What is expected
For the data below, report how many lines include the word "water", and write nothing else.
**** Excerpted records ****
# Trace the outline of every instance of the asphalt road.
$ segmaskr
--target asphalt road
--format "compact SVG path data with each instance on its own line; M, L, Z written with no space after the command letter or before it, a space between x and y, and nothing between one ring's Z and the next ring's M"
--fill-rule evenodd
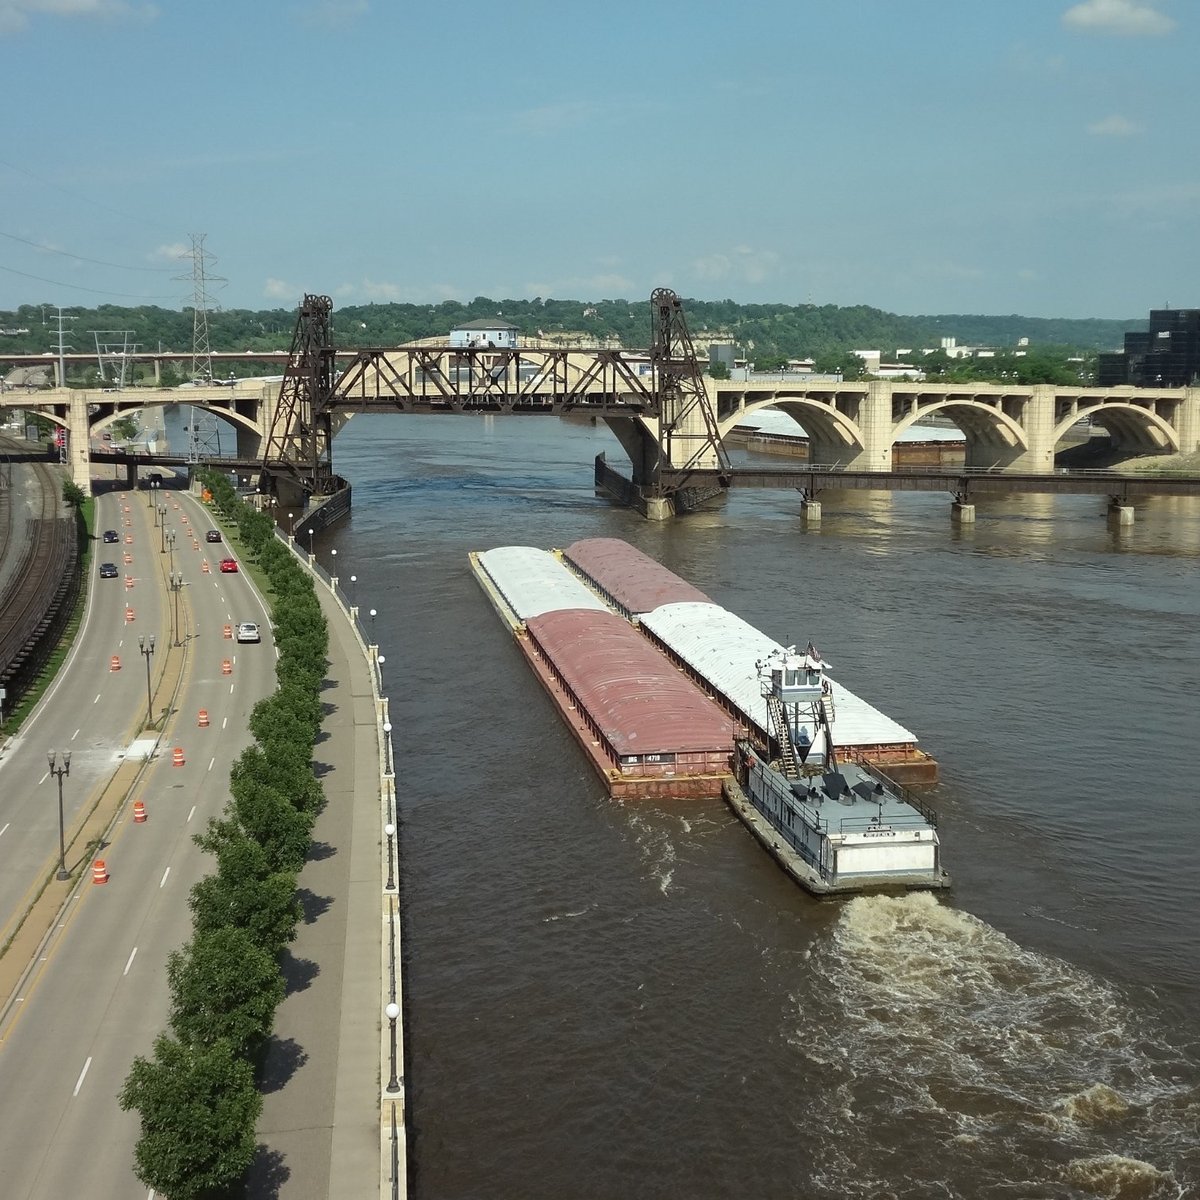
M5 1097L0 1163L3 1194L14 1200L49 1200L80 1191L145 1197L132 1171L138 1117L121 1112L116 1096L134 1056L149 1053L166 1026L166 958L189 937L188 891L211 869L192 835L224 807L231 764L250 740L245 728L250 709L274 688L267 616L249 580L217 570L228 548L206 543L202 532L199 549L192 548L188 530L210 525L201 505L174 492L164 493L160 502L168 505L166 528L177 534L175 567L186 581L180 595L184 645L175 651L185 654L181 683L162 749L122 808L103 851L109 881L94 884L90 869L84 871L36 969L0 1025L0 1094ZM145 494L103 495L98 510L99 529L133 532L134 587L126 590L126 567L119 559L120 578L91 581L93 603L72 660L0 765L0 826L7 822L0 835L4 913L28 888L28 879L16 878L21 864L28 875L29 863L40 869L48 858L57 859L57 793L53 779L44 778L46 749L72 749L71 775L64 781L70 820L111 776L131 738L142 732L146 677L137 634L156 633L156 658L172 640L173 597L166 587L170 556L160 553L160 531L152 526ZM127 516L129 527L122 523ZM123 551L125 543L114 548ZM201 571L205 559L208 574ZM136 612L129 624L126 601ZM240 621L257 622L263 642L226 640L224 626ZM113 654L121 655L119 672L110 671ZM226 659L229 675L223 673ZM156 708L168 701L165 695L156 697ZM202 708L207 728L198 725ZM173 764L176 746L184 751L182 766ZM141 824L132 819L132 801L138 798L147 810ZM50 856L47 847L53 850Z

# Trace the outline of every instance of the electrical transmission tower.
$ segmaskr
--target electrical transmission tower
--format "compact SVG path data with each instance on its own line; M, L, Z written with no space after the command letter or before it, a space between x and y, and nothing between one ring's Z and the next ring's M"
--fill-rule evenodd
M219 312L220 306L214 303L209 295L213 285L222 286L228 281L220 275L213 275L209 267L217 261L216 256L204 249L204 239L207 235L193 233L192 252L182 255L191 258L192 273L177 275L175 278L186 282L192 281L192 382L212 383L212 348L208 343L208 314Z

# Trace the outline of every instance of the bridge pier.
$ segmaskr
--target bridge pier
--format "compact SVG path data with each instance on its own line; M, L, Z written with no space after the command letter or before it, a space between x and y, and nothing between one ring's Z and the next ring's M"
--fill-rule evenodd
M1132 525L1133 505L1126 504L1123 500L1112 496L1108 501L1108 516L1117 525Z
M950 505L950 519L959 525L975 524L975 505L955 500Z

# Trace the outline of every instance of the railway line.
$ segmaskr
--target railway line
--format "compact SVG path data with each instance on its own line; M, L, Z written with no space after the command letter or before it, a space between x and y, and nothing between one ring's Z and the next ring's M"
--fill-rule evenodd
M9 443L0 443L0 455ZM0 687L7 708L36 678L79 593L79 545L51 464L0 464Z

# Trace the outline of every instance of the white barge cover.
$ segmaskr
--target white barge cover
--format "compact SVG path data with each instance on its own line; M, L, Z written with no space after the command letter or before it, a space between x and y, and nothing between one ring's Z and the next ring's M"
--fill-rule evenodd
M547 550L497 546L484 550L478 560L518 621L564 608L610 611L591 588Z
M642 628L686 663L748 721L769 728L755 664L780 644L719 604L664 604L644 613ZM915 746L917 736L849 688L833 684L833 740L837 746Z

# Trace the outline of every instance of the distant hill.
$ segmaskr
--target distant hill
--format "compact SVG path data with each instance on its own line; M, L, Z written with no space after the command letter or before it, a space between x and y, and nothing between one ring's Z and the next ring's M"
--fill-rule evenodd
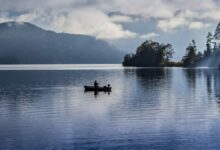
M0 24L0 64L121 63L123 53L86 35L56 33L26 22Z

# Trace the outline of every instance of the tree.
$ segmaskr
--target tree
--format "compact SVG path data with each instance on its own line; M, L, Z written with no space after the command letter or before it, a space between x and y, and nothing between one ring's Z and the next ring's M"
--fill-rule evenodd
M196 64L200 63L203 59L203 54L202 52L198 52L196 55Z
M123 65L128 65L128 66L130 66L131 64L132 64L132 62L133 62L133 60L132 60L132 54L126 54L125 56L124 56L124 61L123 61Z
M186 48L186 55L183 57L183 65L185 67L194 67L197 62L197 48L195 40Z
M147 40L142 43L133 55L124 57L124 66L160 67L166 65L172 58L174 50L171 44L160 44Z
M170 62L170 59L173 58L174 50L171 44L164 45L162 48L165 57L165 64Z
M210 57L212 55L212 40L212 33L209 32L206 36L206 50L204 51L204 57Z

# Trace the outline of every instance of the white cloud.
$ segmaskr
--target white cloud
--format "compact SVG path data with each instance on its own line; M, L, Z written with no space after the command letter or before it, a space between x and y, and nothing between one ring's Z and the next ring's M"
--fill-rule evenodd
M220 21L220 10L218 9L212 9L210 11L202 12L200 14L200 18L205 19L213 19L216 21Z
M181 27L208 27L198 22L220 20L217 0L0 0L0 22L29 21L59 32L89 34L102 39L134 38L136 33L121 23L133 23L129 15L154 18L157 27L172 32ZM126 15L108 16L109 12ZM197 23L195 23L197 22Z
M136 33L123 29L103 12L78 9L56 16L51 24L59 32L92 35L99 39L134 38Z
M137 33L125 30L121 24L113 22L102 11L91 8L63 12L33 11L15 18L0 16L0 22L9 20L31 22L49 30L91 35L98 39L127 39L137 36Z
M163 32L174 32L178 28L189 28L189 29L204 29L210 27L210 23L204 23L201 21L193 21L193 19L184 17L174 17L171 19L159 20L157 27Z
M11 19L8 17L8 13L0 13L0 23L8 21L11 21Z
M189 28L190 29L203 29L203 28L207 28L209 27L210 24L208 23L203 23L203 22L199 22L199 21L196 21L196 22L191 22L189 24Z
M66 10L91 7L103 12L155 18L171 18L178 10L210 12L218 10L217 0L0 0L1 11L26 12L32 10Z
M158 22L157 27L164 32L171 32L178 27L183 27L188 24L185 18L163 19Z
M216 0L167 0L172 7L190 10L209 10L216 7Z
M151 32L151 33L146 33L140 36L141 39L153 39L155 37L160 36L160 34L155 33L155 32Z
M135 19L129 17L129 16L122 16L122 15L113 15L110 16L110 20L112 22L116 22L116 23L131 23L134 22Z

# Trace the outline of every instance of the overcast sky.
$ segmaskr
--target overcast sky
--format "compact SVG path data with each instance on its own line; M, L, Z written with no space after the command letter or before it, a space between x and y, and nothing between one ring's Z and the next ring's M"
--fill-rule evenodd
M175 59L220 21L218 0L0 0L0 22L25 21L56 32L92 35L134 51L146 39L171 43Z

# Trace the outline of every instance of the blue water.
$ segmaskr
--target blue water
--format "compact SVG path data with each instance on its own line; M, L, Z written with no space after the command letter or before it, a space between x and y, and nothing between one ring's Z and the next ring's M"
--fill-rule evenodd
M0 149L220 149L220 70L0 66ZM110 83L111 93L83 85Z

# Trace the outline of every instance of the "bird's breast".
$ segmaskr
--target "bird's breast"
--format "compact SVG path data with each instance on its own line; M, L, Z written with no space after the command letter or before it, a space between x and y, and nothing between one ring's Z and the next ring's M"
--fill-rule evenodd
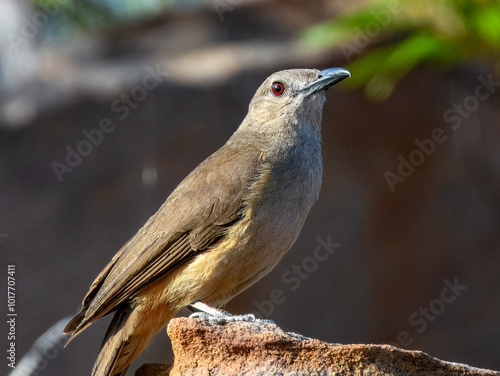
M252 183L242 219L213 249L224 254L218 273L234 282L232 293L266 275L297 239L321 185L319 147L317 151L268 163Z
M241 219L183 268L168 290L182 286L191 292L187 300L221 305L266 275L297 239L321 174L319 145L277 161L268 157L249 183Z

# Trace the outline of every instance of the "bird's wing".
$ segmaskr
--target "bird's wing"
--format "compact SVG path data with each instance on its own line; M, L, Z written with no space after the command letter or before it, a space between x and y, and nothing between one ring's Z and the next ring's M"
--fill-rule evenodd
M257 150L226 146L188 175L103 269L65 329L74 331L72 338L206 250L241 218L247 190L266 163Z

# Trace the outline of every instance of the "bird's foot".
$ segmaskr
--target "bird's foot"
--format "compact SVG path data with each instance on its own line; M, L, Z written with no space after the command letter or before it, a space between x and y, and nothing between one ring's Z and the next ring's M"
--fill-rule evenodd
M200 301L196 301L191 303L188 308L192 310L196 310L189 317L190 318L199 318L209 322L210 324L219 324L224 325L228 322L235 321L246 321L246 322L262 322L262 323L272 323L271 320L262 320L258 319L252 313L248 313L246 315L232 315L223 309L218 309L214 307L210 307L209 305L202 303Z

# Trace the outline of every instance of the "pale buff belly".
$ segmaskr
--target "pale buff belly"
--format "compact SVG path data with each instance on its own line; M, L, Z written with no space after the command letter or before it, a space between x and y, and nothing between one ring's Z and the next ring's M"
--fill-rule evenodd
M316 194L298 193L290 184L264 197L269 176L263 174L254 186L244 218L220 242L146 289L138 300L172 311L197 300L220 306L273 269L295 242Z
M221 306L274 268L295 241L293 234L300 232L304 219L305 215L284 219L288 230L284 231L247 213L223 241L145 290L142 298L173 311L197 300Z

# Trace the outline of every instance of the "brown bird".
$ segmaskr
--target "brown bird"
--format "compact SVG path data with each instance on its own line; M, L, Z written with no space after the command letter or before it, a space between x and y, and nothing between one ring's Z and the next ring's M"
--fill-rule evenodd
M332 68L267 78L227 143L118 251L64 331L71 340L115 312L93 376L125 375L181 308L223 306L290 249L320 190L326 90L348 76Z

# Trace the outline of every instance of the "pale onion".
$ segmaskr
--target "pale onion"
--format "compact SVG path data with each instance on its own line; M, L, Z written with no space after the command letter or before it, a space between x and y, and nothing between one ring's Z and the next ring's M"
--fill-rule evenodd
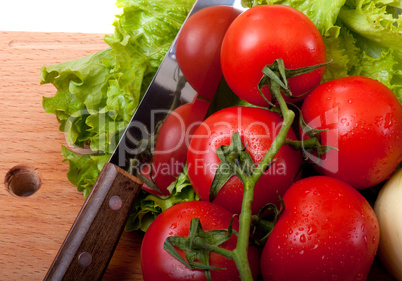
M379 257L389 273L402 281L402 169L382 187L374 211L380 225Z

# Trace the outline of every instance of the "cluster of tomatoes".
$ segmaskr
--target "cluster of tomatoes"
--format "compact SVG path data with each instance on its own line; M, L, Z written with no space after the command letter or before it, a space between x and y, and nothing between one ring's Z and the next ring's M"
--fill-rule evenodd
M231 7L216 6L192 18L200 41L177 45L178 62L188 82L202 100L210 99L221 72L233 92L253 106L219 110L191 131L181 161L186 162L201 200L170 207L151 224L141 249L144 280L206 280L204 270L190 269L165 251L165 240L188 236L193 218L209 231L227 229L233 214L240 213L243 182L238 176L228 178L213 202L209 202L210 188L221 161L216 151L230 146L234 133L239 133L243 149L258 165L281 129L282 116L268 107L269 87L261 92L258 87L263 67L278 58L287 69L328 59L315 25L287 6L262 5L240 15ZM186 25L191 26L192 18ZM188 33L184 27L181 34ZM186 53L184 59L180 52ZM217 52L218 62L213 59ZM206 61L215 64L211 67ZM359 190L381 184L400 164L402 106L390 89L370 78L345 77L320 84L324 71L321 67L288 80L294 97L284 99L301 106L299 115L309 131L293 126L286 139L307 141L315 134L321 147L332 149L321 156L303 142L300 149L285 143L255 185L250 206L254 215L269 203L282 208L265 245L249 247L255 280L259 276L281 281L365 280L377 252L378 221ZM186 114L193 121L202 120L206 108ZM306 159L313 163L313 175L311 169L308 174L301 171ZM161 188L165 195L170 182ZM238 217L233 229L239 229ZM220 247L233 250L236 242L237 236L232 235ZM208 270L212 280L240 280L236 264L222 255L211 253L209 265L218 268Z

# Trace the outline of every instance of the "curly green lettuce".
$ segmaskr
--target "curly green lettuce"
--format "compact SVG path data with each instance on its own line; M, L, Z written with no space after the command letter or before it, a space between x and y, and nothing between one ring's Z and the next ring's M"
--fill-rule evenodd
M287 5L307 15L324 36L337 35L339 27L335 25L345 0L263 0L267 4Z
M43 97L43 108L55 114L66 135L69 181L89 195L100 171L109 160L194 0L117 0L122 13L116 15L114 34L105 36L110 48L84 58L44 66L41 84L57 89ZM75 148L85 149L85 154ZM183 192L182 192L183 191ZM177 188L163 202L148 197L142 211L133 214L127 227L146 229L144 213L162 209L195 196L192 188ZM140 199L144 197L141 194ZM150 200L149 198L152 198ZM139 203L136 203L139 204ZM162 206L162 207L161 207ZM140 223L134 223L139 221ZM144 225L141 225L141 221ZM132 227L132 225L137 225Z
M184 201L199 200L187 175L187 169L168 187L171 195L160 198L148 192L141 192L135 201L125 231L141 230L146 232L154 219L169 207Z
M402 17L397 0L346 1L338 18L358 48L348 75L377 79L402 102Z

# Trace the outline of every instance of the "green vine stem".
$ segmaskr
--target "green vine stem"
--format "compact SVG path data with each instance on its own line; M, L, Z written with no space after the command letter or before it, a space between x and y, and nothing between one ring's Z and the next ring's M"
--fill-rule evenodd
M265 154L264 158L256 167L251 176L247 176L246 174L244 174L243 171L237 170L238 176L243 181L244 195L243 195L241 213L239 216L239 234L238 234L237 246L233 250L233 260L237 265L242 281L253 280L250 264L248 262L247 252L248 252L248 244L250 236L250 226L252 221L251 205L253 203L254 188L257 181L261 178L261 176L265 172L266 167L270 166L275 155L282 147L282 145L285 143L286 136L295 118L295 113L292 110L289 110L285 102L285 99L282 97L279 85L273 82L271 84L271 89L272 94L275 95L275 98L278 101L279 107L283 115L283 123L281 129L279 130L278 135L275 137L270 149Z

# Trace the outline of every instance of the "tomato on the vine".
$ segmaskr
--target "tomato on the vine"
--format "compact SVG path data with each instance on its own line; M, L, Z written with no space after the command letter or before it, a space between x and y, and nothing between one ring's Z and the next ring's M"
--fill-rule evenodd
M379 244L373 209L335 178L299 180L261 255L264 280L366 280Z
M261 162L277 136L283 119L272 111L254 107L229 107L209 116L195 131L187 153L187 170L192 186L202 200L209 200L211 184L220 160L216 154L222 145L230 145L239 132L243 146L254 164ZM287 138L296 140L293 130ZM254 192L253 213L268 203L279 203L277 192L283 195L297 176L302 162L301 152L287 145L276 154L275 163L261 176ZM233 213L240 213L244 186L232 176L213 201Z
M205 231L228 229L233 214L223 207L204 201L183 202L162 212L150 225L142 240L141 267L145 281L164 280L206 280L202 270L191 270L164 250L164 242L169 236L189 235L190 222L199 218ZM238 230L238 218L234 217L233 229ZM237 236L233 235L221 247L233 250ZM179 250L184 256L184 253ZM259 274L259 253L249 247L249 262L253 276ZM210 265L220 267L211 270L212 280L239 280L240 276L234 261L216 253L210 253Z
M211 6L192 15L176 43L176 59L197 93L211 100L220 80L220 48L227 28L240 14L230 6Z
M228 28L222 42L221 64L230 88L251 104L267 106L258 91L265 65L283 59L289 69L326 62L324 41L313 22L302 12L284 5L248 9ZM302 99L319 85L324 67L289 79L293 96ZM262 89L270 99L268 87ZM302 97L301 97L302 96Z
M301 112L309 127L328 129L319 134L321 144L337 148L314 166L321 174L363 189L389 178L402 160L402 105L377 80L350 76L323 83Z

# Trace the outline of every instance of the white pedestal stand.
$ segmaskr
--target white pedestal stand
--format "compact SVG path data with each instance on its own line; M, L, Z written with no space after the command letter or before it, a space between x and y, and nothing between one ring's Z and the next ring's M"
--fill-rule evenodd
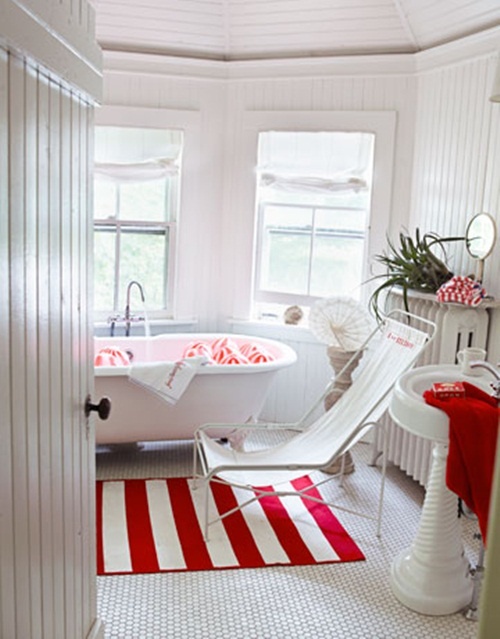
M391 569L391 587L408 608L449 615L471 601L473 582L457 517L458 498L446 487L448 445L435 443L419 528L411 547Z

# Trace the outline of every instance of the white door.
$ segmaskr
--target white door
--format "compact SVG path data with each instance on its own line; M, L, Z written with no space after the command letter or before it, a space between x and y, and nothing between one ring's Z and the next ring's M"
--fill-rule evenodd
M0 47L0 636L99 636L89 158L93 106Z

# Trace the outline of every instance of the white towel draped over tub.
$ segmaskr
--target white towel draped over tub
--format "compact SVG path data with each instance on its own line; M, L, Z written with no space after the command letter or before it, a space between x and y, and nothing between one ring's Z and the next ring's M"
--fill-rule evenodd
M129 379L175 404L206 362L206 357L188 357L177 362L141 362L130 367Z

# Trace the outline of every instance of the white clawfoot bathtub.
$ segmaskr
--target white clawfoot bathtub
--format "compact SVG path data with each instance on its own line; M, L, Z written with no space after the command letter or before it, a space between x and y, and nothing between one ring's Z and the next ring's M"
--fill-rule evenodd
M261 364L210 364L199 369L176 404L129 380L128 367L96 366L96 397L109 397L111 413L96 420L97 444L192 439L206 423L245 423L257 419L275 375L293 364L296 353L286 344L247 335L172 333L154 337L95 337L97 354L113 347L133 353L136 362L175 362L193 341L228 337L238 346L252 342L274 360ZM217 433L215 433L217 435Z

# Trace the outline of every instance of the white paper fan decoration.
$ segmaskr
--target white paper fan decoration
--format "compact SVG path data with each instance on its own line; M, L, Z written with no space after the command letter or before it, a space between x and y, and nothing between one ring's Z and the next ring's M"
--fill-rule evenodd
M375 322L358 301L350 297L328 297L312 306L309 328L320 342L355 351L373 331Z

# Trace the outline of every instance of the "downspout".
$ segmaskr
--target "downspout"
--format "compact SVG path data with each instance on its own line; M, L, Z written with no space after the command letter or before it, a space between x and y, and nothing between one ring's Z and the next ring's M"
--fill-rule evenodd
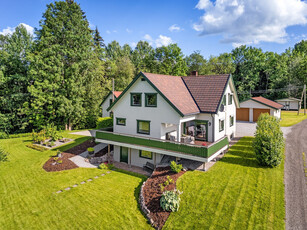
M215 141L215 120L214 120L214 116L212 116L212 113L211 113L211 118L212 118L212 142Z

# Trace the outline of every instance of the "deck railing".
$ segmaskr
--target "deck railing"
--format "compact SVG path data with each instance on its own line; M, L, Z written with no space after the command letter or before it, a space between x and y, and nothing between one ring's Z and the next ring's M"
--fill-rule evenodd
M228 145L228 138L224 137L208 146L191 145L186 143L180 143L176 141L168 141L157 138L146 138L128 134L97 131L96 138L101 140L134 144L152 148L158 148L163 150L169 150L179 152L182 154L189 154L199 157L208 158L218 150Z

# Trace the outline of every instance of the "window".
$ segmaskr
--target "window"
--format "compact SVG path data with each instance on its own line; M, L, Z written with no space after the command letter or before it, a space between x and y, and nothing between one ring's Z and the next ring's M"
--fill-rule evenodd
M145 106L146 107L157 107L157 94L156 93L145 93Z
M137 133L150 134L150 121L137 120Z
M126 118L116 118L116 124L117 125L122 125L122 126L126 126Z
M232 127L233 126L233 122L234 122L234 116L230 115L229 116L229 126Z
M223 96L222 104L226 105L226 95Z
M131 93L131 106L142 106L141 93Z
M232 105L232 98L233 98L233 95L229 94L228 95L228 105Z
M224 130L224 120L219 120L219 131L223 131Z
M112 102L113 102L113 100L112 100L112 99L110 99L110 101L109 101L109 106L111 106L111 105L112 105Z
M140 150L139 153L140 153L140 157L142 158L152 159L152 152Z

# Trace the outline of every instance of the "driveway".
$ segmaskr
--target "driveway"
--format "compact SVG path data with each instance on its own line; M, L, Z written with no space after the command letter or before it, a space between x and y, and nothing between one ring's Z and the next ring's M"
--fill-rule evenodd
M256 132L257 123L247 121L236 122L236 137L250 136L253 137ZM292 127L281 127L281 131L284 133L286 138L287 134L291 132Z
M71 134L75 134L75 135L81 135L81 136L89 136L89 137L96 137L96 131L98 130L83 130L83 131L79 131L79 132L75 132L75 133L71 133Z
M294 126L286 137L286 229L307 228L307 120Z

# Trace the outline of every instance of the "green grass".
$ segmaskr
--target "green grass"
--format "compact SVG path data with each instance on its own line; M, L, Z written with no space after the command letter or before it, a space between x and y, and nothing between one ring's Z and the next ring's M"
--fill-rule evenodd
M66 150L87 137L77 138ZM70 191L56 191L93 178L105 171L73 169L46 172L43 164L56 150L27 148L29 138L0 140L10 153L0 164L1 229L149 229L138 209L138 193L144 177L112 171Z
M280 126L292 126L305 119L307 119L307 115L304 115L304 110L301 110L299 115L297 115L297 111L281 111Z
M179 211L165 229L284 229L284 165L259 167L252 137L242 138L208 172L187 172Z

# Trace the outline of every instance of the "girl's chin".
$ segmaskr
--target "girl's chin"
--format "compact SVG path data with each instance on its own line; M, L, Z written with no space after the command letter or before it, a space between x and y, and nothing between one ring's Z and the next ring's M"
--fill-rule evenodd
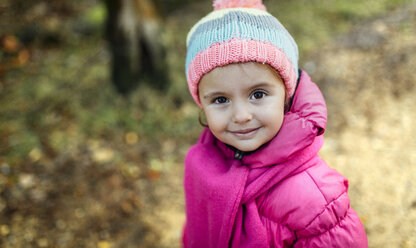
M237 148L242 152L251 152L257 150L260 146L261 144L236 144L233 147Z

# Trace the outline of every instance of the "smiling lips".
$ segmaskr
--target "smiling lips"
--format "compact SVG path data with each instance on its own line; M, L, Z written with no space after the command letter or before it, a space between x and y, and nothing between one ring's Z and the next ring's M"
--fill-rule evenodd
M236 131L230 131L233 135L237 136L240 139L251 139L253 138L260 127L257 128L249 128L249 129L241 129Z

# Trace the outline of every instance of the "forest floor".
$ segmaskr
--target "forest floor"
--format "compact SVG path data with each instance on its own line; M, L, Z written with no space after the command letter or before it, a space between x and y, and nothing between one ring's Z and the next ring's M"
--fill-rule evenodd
****
Response to the exercise
2